» Required work
Write out exactly, with no other output, the lines below from the one that contains "Query: sandy beach" through the end.
*** Recorded data ***
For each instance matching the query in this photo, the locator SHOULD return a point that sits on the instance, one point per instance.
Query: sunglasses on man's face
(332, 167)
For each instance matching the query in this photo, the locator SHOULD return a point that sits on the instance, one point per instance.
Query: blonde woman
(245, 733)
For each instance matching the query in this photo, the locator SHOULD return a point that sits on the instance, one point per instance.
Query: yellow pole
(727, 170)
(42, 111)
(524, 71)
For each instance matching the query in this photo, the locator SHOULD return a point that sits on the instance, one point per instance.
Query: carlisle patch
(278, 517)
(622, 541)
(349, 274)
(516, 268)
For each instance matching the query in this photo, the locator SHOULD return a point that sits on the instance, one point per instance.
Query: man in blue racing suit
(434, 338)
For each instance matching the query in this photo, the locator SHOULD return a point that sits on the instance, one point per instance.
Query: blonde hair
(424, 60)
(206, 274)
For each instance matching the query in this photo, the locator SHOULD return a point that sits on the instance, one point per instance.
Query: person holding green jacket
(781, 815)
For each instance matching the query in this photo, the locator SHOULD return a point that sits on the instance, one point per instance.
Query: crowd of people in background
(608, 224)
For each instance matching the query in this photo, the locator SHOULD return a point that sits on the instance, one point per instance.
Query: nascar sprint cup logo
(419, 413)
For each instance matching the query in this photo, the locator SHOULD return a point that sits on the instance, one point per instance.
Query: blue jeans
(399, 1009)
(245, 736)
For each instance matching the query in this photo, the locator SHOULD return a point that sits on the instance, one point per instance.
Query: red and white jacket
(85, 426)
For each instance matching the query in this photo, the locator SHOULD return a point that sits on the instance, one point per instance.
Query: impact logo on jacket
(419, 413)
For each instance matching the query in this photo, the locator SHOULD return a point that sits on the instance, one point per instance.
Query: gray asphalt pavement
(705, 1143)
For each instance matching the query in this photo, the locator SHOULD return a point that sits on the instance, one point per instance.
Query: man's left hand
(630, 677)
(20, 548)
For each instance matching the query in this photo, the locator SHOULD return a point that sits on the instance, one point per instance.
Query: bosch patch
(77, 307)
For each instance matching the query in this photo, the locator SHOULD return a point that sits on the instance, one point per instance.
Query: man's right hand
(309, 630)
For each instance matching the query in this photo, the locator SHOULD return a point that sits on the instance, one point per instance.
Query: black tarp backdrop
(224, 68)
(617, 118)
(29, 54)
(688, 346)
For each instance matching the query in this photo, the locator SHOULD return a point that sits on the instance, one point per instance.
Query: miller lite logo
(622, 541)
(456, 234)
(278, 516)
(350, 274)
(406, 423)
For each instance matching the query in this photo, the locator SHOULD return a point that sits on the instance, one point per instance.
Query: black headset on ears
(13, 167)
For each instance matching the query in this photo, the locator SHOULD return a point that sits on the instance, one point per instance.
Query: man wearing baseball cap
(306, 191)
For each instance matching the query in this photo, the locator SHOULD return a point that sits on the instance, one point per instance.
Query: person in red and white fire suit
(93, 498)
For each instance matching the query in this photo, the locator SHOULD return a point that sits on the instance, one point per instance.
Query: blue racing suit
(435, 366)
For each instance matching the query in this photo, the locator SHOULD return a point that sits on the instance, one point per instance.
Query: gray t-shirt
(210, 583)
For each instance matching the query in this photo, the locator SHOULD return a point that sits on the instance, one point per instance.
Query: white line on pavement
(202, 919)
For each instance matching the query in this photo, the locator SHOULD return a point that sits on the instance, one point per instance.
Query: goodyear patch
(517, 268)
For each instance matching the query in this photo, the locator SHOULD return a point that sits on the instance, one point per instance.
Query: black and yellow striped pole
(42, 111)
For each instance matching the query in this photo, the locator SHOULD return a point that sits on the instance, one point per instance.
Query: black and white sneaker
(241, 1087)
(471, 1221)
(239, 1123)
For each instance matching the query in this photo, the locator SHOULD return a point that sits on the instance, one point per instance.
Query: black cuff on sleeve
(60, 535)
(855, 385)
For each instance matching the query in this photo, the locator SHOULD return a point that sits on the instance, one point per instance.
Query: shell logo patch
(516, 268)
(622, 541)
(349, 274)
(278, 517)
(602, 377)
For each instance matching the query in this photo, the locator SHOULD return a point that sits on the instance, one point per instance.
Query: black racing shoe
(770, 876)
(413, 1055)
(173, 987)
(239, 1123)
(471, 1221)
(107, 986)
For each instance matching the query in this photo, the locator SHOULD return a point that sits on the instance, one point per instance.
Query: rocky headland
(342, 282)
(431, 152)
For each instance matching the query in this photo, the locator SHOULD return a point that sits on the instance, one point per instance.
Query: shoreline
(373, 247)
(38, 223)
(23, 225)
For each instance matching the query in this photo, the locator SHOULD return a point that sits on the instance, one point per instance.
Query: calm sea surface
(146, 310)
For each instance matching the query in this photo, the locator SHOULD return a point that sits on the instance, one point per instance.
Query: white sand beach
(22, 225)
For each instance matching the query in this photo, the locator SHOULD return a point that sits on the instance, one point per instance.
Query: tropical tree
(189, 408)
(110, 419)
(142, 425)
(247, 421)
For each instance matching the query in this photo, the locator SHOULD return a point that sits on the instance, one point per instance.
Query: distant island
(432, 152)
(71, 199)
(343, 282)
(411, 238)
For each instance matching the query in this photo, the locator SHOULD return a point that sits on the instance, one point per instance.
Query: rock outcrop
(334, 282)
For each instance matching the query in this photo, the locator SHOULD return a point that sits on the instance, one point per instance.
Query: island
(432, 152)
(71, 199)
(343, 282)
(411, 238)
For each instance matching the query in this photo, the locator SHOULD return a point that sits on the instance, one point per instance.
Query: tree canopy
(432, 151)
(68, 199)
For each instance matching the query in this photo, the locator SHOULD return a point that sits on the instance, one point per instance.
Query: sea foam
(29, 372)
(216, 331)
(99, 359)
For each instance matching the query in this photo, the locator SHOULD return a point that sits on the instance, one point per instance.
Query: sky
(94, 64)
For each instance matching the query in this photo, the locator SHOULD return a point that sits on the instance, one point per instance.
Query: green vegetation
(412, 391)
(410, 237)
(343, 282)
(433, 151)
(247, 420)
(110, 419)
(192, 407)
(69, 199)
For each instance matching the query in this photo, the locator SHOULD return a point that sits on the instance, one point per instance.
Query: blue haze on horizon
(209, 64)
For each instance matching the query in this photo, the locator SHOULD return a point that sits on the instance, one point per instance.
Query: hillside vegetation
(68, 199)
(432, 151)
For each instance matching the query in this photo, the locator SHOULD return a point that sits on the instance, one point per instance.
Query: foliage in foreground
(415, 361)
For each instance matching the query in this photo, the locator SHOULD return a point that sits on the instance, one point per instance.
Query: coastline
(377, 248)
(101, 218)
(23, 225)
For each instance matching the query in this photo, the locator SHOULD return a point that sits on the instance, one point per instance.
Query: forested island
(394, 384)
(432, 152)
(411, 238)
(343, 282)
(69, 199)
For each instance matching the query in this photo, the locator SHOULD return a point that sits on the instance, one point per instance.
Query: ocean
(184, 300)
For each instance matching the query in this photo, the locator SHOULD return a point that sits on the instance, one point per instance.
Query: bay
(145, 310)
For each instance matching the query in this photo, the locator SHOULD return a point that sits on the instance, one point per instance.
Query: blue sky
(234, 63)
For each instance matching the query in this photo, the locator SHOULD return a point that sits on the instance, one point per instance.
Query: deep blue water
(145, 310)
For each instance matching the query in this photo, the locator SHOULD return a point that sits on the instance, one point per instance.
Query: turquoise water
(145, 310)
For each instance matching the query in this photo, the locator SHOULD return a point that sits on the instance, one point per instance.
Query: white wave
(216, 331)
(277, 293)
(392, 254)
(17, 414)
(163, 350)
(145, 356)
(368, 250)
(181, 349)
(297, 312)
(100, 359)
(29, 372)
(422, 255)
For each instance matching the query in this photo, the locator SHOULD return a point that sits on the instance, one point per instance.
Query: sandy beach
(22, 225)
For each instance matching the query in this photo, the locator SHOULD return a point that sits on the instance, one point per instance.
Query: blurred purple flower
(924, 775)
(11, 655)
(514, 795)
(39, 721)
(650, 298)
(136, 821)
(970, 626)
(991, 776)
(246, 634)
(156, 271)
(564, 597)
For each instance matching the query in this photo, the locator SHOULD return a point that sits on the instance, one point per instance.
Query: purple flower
***
» Answer below
Query: sandy beach
(22, 225)
For each instance matching the query in this photo, the locator SHOULD return a point that sits on the instance, one point per instance.
Query: blurred purple flower
(924, 775)
(11, 655)
(514, 795)
(39, 721)
(650, 298)
(136, 821)
(970, 626)
(991, 776)
(246, 634)
(156, 271)
(564, 597)
For each instance matching the query in this photo, the locator SHOULD return a point that sits on the instance, one point per instance.
Query: purple flower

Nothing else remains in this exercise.